* _Stated problem_: Reproduce each line of the listing exactly.

• • • •

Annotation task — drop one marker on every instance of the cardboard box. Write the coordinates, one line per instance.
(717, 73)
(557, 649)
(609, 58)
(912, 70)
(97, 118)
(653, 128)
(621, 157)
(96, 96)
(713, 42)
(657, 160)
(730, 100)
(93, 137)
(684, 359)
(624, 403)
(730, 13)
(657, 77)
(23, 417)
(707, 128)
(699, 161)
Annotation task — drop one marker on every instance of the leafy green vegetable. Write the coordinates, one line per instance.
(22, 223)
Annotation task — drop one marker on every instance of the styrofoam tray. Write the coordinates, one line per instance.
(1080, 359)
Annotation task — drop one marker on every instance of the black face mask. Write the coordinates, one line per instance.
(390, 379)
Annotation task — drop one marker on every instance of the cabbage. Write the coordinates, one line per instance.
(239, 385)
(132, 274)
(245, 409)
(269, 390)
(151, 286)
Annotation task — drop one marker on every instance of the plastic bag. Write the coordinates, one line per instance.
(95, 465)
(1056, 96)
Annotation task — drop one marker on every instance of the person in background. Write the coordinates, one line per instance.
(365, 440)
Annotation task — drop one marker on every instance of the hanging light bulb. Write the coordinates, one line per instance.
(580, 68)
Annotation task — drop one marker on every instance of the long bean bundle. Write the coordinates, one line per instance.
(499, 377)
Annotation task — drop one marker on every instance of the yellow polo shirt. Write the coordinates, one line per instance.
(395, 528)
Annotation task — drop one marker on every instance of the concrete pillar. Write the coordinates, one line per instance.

• • • •

* _Exercise response_:
Annotation task — drop one marker on every instance of the cardboard box. Write the coordinates, one line per instance.
(717, 73)
(557, 649)
(609, 58)
(912, 70)
(97, 118)
(653, 128)
(621, 157)
(96, 96)
(713, 42)
(657, 160)
(730, 100)
(93, 137)
(684, 359)
(624, 403)
(730, 13)
(657, 77)
(23, 417)
(707, 128)
(699, 161)
Annotation task — drop one marker on every instance of the leafy green vegetable. Write the coordinates, one line per instance.
(22, 223)
Annotation task — drop one marker on every instance of the styrofoam tray. Write the coordinates, one line per instance.
(1080, 359)
Annotation task — drop one marker on every instance of the black face mask. Write the coordinates, one line per instance.
(390, 379)
Annotation task — drop one marker on every instance of the cabbage. Write the coordinates, one line per instance.
(239, 385)
(132, 274)
(245, 409)
(269, 390)
(151, 286)
Annotation task — drop one marker on every instance of the plastic bag. Write the coordinates, one line per instance.
(95, 465)
(1056, 96)
Annotation task — drop one marker on every instance of the person in background. Write the coordinates, one line per instance.
(365, 440)
Annotation task — drop one marker on every instance of the hanging light bulb. Write the coordinates, one line per instance.
(580, 68)
Annotation task — drop one marker on every instance of the long bean bundle. Write the coordinates, one line per instance.
(499, 377)
Annotation task — drop one marker on every instance of the yellow polo shirt. Write the coordinates, one line per instance.
(395, 528)
Annotation task — drop one marker on every instance of the concrete pillar. Write the coordinates, one line per instance.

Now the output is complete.